- _EXCERPT_
Neville Chesters (born 25 June 1945) is a former rock music manager and road manager who has worked with The Jimi Hendrix Experience, The Who, Cream, Emerson, Lake & Palmer, Bee Gees, The Merseybeats, Stray Dog and numerous other bands.

Early years
Neville Chesters was born in Keighley, Yorkshire, England on 25 June 1945.

He initially studied animal husbandry at Askham Bryan College, ultimately completing 
Stage 1 and Stage 2 degrees in that field.

1960s
Moving to Liverpool in 1963, he became road manager for The Merseybeats from 1963 through 1964.

After relocating to London in 1964, he then became road manager for The Who between 1965 and 1966.

In 1967, he was assistant to Robert Stigwood which involved working for the bands Cream and The Bee Gees.

Later on, he also worked for Brian Epstein at NEMS Enterprises, which involved various projects with The Beatles and other NEMS artists (Sunday Night At The Saville Theatre).

From 1967 to 1968, he worked as the road manager for The Jimi Hendrix Experience, 
touring extensively and internationally with the band.

During this time, Neville shared a flat with Jimi Hendrix's bass player Noel Redding and with Lemmy Kilmister of Hawkwind and Motörhead fame.
Additionally, Neville secured a position for Lemmy as a roadie with the Hendrix band.

- _GIVEN INFORMATION_
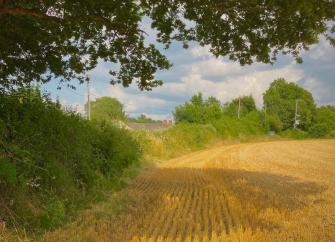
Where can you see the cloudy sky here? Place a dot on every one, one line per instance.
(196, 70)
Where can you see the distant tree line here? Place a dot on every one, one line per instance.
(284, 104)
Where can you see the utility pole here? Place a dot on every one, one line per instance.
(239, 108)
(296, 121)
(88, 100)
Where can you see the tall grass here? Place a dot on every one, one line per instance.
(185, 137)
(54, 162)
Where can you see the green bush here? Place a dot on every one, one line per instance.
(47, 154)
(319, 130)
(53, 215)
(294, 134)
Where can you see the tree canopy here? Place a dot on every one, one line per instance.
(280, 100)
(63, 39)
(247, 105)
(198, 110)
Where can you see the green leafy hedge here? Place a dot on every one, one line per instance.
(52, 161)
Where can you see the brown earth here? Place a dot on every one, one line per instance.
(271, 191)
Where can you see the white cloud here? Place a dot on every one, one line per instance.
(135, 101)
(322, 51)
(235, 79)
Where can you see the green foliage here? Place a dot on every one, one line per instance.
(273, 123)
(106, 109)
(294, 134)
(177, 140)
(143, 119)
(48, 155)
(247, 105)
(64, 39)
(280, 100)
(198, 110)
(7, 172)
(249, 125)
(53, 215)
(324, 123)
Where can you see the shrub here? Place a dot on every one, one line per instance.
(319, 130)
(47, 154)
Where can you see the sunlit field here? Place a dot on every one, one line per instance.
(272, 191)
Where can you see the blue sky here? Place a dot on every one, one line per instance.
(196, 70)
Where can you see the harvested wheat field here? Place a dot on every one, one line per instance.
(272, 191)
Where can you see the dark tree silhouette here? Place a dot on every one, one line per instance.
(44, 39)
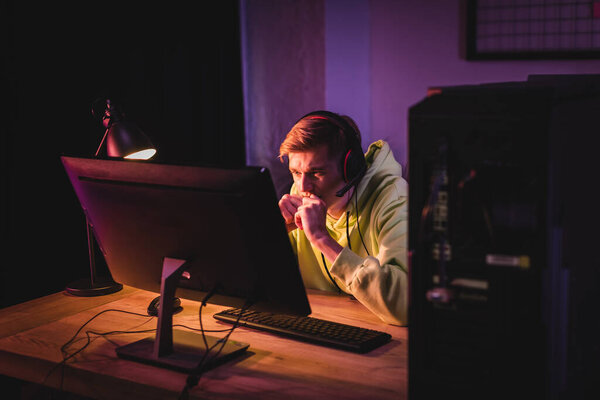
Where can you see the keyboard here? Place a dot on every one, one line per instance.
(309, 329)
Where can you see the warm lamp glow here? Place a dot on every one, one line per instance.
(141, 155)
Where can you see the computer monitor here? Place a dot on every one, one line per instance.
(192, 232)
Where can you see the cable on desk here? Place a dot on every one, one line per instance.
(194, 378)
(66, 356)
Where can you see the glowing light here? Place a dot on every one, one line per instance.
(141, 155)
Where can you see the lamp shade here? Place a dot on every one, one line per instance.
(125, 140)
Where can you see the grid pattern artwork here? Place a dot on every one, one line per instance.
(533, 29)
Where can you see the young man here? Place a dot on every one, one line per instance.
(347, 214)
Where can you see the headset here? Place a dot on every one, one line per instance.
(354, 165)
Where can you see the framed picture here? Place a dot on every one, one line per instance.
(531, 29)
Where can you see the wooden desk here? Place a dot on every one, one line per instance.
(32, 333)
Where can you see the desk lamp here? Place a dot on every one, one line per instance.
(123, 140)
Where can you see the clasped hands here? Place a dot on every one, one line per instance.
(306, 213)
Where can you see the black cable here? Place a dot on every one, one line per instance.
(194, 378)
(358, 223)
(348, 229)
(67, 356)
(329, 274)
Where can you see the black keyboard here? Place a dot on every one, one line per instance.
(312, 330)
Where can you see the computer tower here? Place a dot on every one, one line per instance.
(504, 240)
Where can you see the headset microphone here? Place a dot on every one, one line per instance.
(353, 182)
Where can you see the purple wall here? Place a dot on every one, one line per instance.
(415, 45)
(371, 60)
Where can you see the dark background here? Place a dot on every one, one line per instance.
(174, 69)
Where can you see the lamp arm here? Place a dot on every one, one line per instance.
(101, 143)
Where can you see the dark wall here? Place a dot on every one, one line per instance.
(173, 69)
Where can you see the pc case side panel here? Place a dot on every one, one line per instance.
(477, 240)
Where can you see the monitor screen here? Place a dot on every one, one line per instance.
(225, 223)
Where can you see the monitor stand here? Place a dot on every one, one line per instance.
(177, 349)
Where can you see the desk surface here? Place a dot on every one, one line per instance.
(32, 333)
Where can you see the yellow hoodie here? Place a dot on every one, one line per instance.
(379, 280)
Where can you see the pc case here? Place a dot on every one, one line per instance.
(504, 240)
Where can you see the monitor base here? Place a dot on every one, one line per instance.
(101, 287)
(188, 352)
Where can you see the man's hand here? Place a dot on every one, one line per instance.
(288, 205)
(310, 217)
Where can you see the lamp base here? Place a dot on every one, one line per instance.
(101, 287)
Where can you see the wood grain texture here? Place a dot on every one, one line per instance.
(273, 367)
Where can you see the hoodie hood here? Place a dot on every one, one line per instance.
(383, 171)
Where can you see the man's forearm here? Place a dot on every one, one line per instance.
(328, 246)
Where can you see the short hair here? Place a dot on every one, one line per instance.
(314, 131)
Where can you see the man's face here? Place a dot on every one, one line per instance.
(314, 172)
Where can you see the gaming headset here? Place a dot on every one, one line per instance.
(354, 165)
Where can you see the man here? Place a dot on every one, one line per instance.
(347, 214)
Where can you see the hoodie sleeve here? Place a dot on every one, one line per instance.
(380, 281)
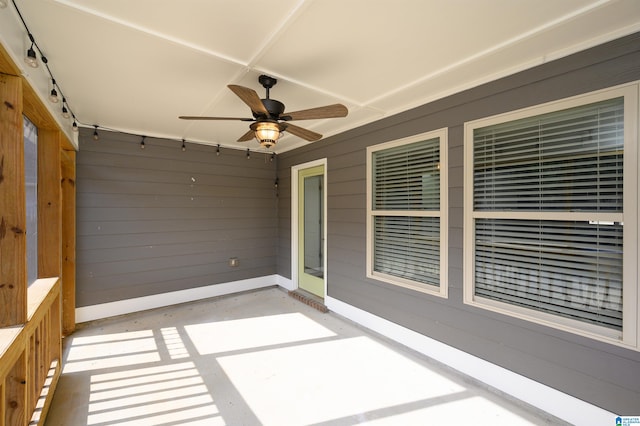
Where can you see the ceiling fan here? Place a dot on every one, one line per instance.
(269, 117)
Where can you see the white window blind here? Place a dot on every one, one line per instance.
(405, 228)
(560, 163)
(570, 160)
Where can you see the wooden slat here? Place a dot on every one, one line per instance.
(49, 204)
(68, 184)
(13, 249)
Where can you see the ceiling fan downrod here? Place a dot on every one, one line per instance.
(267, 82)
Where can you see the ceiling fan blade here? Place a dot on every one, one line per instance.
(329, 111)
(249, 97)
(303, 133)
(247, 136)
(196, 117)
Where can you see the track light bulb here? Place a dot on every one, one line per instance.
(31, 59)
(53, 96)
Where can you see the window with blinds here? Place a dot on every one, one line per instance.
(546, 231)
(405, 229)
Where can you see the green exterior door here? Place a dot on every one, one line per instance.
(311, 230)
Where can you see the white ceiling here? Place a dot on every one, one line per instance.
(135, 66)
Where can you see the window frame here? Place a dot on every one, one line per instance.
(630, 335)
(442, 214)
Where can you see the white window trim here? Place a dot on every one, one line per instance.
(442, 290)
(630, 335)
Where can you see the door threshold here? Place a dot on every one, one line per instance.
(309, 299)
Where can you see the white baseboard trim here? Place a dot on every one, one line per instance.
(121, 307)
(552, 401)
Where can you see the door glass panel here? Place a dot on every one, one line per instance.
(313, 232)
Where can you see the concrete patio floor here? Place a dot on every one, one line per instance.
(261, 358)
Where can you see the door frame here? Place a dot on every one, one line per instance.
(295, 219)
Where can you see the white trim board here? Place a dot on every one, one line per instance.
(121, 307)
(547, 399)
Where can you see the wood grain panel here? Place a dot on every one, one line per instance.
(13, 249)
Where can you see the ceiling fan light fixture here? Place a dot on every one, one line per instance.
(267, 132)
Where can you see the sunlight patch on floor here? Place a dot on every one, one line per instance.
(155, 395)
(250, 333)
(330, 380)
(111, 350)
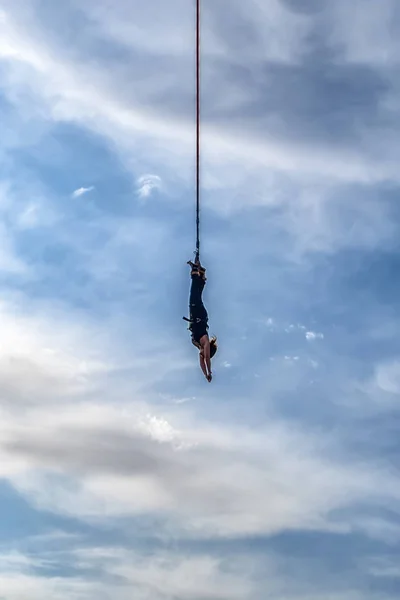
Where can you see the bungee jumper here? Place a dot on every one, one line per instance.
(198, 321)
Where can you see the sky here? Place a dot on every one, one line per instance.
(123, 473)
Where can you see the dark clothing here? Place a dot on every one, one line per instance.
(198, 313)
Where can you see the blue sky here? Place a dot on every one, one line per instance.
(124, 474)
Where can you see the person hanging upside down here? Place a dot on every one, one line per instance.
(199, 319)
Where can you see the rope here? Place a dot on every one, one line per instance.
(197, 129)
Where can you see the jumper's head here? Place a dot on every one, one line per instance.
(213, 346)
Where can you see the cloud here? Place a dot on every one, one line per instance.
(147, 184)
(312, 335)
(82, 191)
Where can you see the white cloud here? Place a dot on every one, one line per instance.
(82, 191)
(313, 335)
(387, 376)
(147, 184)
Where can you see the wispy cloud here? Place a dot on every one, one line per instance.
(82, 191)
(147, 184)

* * *

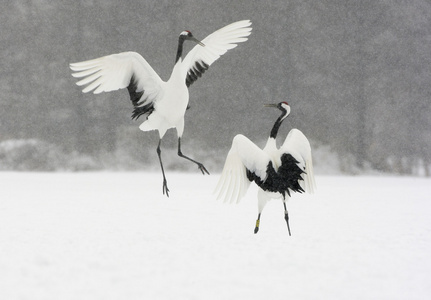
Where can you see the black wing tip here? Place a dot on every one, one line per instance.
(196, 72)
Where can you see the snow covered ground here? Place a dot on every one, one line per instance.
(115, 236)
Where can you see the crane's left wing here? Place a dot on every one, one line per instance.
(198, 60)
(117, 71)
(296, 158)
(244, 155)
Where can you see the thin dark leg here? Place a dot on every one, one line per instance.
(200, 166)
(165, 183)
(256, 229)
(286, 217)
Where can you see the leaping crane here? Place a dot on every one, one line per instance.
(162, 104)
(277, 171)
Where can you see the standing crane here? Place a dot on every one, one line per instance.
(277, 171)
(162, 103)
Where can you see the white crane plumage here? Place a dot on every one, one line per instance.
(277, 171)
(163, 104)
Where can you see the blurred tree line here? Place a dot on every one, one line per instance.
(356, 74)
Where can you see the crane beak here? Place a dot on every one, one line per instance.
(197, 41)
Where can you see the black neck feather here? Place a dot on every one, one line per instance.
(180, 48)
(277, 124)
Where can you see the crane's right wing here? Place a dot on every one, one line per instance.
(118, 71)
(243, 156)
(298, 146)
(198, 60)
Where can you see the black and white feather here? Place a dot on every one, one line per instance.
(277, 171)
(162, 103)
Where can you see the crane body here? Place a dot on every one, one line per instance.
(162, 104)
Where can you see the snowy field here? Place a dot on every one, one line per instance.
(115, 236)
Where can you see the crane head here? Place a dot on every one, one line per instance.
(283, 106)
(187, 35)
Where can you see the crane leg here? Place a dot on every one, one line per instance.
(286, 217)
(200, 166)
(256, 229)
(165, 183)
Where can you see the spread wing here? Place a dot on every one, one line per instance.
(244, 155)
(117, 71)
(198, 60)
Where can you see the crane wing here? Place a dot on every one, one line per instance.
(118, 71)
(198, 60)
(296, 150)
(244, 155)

- _TASKS_
1. From the biography of Neville Chesters, reproduce the passage between "In 1967, he" and "The Saville Theatre).", inclusive.
2. According to the Neville Chesters biography, which bands did his 1967 work as assistant to Robert Stigwood involve?

- _EXPECTED OUTPUTS_
1.
In 1967, he was assistant to Robert Stigwood which involved working for the bands Cream and The Bee Gees.

Later on, he also worked for Brian Epstein at NEMS Enterprises, which involved various projects with The Beatles and other NEMS artists (Sunday Night At The Saville Theatre).

2. Cream and The Bee Gees.